## Data records
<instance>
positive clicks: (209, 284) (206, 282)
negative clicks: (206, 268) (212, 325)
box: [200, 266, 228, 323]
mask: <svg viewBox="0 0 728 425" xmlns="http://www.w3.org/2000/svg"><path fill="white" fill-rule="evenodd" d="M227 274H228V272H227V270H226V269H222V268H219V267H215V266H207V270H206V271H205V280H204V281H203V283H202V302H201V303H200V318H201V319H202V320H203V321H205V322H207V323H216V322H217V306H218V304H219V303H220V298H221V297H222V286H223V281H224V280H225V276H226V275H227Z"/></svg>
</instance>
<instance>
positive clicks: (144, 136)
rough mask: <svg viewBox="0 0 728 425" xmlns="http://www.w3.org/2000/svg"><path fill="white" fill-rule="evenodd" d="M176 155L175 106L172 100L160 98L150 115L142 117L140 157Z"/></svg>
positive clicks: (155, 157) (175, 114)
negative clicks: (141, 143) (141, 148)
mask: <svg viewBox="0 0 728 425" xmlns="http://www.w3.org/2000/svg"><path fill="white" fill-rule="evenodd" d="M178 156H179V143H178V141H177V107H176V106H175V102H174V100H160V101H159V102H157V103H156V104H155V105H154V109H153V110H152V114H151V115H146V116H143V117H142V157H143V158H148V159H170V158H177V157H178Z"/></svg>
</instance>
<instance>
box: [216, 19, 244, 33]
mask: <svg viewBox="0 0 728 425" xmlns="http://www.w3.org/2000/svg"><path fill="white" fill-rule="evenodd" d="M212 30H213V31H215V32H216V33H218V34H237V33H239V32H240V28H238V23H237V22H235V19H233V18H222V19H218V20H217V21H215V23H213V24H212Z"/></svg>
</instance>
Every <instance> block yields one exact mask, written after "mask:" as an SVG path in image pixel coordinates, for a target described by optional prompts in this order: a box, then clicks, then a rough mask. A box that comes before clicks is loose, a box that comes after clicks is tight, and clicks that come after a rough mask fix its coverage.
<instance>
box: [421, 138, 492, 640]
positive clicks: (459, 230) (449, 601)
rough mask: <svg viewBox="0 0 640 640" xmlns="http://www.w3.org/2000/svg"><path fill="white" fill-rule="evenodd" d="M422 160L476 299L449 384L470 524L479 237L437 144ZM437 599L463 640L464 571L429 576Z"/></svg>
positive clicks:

## Exercise objective
Return every line of the listing above that contains the string "positive", treating uppercase and lowercase letters as distinct.

## Answer below
positive clicks: (209, 284) (206, 282)
positive clicks: (144, 136)
positive clicks: (155, 157) (175, 114)
positive clicks: (459, 230) (449, 601)
positive clicks:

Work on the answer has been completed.